What is required: Write out the full listing again, exactly as it stands.

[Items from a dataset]
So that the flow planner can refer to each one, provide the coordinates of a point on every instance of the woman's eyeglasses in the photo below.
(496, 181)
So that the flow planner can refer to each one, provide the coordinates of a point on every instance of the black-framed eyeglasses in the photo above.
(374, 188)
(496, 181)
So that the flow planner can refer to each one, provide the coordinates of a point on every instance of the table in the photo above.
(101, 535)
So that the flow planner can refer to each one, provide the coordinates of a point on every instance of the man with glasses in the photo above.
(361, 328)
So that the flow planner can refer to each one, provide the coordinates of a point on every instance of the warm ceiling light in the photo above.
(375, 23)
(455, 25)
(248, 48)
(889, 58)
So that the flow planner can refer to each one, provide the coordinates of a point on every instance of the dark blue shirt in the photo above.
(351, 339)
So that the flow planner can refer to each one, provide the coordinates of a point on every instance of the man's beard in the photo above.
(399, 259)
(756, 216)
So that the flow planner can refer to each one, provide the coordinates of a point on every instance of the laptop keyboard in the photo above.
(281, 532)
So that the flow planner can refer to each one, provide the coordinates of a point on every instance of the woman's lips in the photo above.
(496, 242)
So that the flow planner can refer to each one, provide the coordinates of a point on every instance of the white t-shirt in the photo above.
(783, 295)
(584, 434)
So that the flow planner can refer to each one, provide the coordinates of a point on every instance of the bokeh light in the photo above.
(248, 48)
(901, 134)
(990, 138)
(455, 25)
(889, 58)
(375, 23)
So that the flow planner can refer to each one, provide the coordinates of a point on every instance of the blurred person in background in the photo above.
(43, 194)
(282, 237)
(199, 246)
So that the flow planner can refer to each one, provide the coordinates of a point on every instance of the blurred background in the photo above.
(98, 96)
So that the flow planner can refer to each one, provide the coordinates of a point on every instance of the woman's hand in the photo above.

The result:
So that the flow planner can refer to each one, provide the coordinates of a point on every instance of the woman's eyeglasses in the photo below.
(496, 181)
So that the flow planner can refer to each one, provide the coordinates of a point on every instance of the black-framed eyeglasses in the photo above.
(374, 188)
(496, 181)
So that the flow planner can refer to each one, provide the coordinates of a point on every instance of the table in the photo above.
(101, 535)
So that the flow planner can refer to each one, provide the coordinates of a point on every instance of the man with glasses in the photo above.
(361, 328)
So that the flow planner can refer to each one, provide the coordinates of a point on every instance of the warm ceiling light in the photo above.
(375, 23)
(455, 25)
(248, 48)
(889, 58)
So that the flow planner can refer to each one, provide the coordinates of a point on every instance of the dark blue shirt in the photo above.
(351, 339)
So that the flow planner can refer to each one, provide the coordinates of a point on every instance of the man's beard in the photo above.
(399, 259)
(756, 216)
So that the flow planner can refer to each one, provide the coordinates of a point on every instance of the laptop keyboard in the photo above.
(281, 532)
So that the flow planner can refer to each one, provide the coordinates of a point on every instance of the woman's lips in the photo above.
(496, 242)
So that the flow planner can refer to each one, provide the coordinates of a point on every instance of the white t-shirt in the photo above.
(783, 295)
(584, 434)
So that the flow planner can refer to each one, provide the coordinates of a point on every instance of the bokeh light in the photo above.
(248, 48)
(901, 134)
(990, 138)
(455, 25)
(889, 58)
(375, 23)
So that the flow planner can refer to each one, provide the coordinates of a point on every instance of the blurred person in background in the photo above.
(43, 194)
(282, 237)
(199, 246)
So that the flow planner can refer to each one, provide the coordinates of a point on every instance of the blurred background in the photo above.
(98, 96)
So that the flow planner can refer to each one, provide the coordinates of a point on every instance of the woman's hand in the photo above.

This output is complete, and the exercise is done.